Input records —
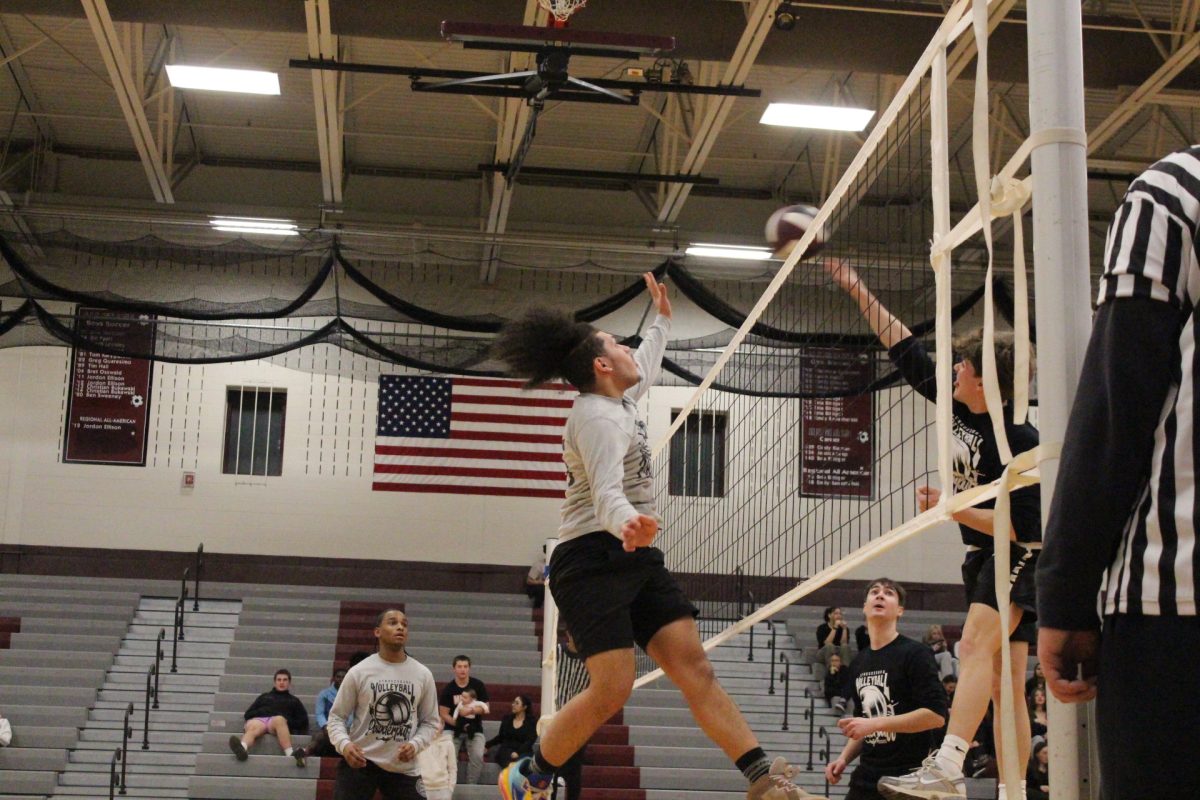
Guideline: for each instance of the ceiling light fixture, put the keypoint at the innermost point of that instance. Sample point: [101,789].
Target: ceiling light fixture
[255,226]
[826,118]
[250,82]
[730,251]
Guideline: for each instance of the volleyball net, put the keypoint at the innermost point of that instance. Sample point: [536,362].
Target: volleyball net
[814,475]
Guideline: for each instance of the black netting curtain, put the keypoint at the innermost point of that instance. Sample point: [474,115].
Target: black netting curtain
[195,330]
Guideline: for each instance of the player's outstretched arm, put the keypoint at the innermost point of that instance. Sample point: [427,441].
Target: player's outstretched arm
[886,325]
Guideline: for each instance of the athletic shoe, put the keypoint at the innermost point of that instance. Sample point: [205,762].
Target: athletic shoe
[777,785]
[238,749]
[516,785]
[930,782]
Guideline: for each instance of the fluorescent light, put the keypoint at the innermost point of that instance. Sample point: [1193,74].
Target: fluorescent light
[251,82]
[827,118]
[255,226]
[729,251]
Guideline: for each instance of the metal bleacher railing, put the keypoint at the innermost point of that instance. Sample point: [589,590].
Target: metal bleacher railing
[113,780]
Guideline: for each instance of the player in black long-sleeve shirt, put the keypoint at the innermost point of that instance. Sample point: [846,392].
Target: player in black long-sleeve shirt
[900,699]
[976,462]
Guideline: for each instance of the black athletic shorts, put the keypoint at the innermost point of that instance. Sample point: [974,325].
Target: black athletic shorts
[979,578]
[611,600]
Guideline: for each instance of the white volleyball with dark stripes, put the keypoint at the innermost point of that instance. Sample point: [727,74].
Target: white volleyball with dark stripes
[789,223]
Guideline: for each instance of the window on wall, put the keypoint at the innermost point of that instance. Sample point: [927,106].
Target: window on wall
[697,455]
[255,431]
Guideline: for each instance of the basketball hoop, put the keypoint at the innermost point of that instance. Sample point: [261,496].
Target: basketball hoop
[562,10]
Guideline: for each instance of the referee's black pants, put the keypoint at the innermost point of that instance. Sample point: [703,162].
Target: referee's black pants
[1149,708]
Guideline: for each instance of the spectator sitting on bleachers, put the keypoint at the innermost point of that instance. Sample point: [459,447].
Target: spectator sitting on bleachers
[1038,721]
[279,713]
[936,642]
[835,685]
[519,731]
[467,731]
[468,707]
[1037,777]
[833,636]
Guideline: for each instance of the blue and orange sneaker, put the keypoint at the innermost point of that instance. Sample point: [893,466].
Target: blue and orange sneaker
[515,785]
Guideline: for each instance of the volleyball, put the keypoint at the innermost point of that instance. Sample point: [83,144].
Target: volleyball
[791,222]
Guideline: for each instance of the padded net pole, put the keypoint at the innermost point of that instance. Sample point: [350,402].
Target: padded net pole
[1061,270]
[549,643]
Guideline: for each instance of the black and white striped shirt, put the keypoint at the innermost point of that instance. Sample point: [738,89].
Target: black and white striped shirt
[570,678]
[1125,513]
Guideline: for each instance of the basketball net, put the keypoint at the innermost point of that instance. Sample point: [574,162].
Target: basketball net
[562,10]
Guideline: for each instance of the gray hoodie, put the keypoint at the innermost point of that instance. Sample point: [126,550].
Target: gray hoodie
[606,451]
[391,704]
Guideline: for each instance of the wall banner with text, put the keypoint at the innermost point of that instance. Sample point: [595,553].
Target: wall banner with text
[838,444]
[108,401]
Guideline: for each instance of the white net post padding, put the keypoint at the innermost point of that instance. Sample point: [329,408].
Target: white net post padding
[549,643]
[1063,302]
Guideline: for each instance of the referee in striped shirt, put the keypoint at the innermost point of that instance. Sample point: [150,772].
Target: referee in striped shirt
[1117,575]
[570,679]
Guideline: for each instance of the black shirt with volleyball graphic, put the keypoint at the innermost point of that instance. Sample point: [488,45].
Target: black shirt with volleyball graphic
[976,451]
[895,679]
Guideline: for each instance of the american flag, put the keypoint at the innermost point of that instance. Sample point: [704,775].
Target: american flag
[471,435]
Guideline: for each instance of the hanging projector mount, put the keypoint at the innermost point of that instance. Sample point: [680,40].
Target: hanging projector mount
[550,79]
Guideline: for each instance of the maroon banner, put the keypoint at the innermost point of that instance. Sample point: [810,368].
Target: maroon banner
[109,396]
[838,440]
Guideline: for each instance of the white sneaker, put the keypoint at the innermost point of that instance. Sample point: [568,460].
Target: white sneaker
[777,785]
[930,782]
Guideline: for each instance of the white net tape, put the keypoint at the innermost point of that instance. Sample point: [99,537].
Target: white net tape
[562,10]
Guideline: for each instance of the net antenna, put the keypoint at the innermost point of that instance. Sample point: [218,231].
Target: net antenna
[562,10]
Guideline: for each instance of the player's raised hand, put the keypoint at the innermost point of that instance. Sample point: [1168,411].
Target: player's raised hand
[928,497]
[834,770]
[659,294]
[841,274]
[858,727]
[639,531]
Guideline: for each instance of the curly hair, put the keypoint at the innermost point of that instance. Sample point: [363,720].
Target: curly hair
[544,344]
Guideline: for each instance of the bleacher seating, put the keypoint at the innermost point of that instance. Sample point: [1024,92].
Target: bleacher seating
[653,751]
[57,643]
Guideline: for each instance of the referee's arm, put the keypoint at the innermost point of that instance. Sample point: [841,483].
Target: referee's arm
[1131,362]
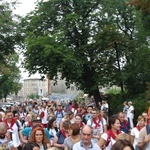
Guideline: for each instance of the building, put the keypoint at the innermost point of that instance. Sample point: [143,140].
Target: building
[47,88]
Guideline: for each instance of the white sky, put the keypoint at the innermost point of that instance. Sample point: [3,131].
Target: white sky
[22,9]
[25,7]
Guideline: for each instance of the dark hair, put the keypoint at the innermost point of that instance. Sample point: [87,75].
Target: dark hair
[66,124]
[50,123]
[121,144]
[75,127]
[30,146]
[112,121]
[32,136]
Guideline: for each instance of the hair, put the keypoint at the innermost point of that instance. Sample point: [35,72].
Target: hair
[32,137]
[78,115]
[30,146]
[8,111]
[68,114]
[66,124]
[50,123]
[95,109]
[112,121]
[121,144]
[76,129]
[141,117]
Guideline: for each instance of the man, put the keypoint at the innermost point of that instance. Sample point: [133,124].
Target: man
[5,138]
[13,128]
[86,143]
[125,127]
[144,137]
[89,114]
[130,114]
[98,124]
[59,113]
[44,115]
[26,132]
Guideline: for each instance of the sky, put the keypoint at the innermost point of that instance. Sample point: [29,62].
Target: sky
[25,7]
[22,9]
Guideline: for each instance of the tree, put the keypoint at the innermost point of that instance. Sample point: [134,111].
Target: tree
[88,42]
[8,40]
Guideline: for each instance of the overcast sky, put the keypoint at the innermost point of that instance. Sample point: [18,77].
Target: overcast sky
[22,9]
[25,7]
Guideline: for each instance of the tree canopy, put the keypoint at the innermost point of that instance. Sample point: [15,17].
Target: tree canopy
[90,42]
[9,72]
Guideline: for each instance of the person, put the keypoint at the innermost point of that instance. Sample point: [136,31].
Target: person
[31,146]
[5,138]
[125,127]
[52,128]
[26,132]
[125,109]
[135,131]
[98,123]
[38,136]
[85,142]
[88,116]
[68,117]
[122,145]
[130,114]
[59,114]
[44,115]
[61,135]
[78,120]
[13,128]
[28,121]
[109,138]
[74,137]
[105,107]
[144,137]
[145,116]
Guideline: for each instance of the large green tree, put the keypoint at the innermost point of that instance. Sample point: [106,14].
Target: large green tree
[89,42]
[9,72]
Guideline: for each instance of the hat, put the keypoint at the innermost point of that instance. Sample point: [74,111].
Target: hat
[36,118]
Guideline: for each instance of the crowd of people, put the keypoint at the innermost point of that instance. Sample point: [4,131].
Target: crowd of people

What is needed —
Verbatim reproduction of every record is required; images are left out.

Task answer —
Guideline: for each instance of the ceiling light fixture, put the keypoint at the innermost point of that instance. Sample point: [101,789].
Target: ceiling light fixture
[255,226]
[826,118]
[250,82]
[730,251]
Guideline: for each instance of the volleyball net, put the keypoint at the innermost point of that instance. Sample point: [536,362].
Target: volleyball net
[814,475]
Guideline: for each instance of the black netting curtain, put the keypoint at the innermost point of that instance. Sample point: [474,115].
Target: black netting curtain
[195,330]
Guideline: for each instance of the player's outstretched arm, put the keypoint at the innermost point of that instance. Sample point: [427,441].
Target: player's outstretched arm
[886,325]
Guideline: for each instance of the athletic shoe, put the keypoint at the innermost point of that instance. Sample point: [205,762].
Target: athletic shoe
[777,785]
[238,749]
[516,785]
[930,782]
Guideline: for each instance of the fluorescent light, put the keypoint at the innermost point of that instance. Sample point: [1193,74].
Target: fluorescent light
[251,82]
[827,118]
[255,226]
[729,251]
Guideline: for each instance of the metal bleacher railing, put the keypoint at the innermost point of that instance. Sample point: [589,590].
Target: metal bleacher railing
[113,780]
Guideline: for each instance of the player in black long-sleeve shirt, put the keypoint at the innermost point of that instance. Sample point: [846,392].
Target: player in black long-sleeve shirt
[900,699]
[976,462]
Guideline: for each instance of the black athletic shorts, put the keypoint at the innermost point of that instance. Sample point: [974,325].
Target: black athletic shorts
[979,578]
[611,600]
Guideline: for each instance of the white volleyball with dark stripes, put the keypoint at the innermost point of that instance. Sample point: [727,74].
Target: white volleyball with dark stripes
[789,223]
Guideline: for each instance of the window on wall, put the keypoint at the innermost point of that instance. Sample point: [927,106].
Target: window on wall
[697,455]
[255,431]
Guideline: for each instance of the basketball hoop, put the keypoint at the innermost point of that instance. Sample point: [261,496].
Target: basketball hoop
[562,10]
Guideline: for each instance of the referee's black pants, put the keypoint at the innermost point of that instance. Sample point: [703,162].
Target: referee's black pants
[1149,708]
Guideline: for each instance of the spectator sitting on bleachers, put the keypoint at the innermost point of that instance. Sample point: [459,447].
Target: spectator sitting on bleachers
[1038,721]
[279,713]
[936,642]
[835,685]
[519,731]
[467,731]
[468,707]
[1037,777]
[833,636]
Guideline: for each instance of the blue and orange sneaker, put the keypoint at the innermost point of that instance. Sample point: [893,466].
Target: blue and orange sneaker
[515,785]
Guideline: for each instance of the volleyball, put the keypoint at the innermost point of that instance. Sample point: [83,144].
Target: volleyball
[791,222]
Guideline: for each instance of the padded net pole, put the keypoint at the innermost point of that instance. Sample point: [350,402].
Target: padded net pole
[1061,270]
[549,643]
Guideline: for each instance of the black and white striped shirt, put the keypoint at the innermost point of that instance. Sample point: [738,89].
Target: black and white striped shirt
[570,678]
[1125,513]
Guideline: for each instance of the basketball net, put the keypoint at the innermost point of that instance. Sample point: [574,162].
Target: basketball net
[562,10]
Guideline: for each instance of the gray hoodie, put the keypoint at the innermost point of that instance. Sample point: [126,550].
Target: gray hoodie
[606,451]
[391,704]
Guideline: for each instance of the wall banner with text, put the keypoint at the innermost point of that instance. Sample point: [595,553].
Target: wall banner with text
[838,444]
[108,401]
Guideline: for each instance of the white net post padding, put the keypoint at the innermost point of that instance. Sample point: [329,408].
Target: white net post padding
[549,643]
[1063,302]
Guideline: for each instance of the referee in striped shirt, put the keypoint at the innermost point of that instance. Sample point: [150,772].
Target: referee in striped shirt
[1117,575]
[570,679]
Guideline: for each instance of the black shirt with volleyball graphic, put the keypoint at the innermost point of that instance. Sample point: [488,45].
Target: black shirt with volleyball graphic
[976,451]
[895,679]
Guideline: for each instance of the american flag, put the keypoint at the innermost point of that instance. Sample point: [704,775].
Target: american flag
[471,435]
Guideline: for each instance of the hanging projector mount, put the keypoint at the innermost point of that instance. Sample point: [680,40].
Target: hanging projector mount
[550,79]
Guideline: for each instance of the maroon banner, put the keypoint at the innermost point of that instance. Sample point: [810,368].
Target: maroon banner
[109,396]
[838,440]
Guideline: for each instance of the white sneaker, put the keypoint at the innermost point of that instance. Sample point: [568,460].
Target: white sneaker
[777,785]
[930,782]
Guideline: for each instance of the white net tape, put the keypoint at the innermost point of that instance. Sample point: [99,537].
Target: white net tape
[562,10]
Guideline: for each instance of the net antenna, put the keypoint at the innermost point of that instance. Sample point: [218,231].
Target: net antenna
[562,10]
Guideline: for each instance of the player's raised hand, put the keypoint at the innermost point of that instance. Sample point: [1168,411].
Target: player's raised hand
[928,497]
[834,770]
[659,294]
[841,274]
[858,727]
[639,531]
Guideline: for each instance of the curly hair, put the keypoint at the innermost point of that instance. Sample point: [363,720].
Target: curly hair
[544,344]
Guideline: for each instance of the bleacher seating, put the keypoint at the innermost point of that instance. Sample point: [1024,92].
Target: bleacher seating
[653,751]
[57,643]
Guideline: for each instance of the referee's arm, put the keypoint at the innermost point of that instance. Sample point: [841,483].
Target: referee's arm
[1131,362]
Guideline: for each instance of the building, put the keypoint at the innermost point of that instance. Sample point: [143,140].
Target: building
[47,88]
Guideline: for each instance of the white sky, put the keypoint at the innermost point of that instance. Sample point: [3,131].
Target: white sky
[22,9]
[25,7]
Guideline: for each instance of the dark hair, put the keypoint at the innermost point of that instance. Sample point: [87,75].
Target: dark hair
[66,124]
[50,123]
[121,144]
[75,127]
[30,146]
[112,121]
[32,136]
Guideline: for each instance of the hair, put the keypoint at the innermost point of that instance. Sample point: [35,72].
Target: hair
[32,137]
[78,115]
[30,146]
[8,111]
[68,114]
[66,124]
[50,123]
[95,109]
[112,121]
[121,144]
[76,129]
[141,117]
Guideline: for each instance of the man, put the keypoint at the innermost point of that instance. Sample point: [133,124].
Target: man
[5,138]
[13,128]
[86,143]
[125,127]
[144,137]
[89,114]
[130,114]
[98,124]
[59,113]
[44,115]
[26,132]
Guideline: for each instance of the sky, put the keypoint at the innermost point of that instance. Sample point: [29,62].
Target: sky
[25,7]
[22,9]
Guideline: for each instance of the tree, put the keypoint at the innermost point of that instance. Sample point: [134,111].
Target: tree
[88,42]
[8,40]
Guideline: for each instance of the overcast sky, put the keypoint at the innermost point of that instance. Sample point: [18,77].
Target: overcast sky
[22,9]
[25,7]
Guideline: for each instance of the tree canopy, put the keypoint at the innermost point of that instance. Sample point: [15,17].
Target: tree canopy
[90,42]
[9,72]
Guideline: for each instance of the person, put the keypoint at the innermost point of that instance. Sample point: [136,31].
Target: person
[31,146]
[5,138]
[125,127]
[52,128]
[26,132]
[125,109]
[135,131]
[98,123]
[38,136]
[85,142]
[88,116]
[68,117]
[122,145]
[130,114]
[59,114]
[44,115]
[61,135]
[78,120]
[13,128]
[28,121]
[109,138]
[74,137]
[105,107]
[144,137]
[145,116]
Guideline: for each instance of the large green tree, put the keypoint at the innermost point of that instance. Sample point: [106,14].
Target: large green tree
[89,42]
[9,72]
Guideline: for each instance of the hat, put the keypoint at the innermost point of that instance. Sample point: [74,111].
Target: hat
[36,118]
Guideline: for each instance of the crowd of people, put the keypoint at the innermost point of that instance. Sample point: [4,131].
Target: crowd of people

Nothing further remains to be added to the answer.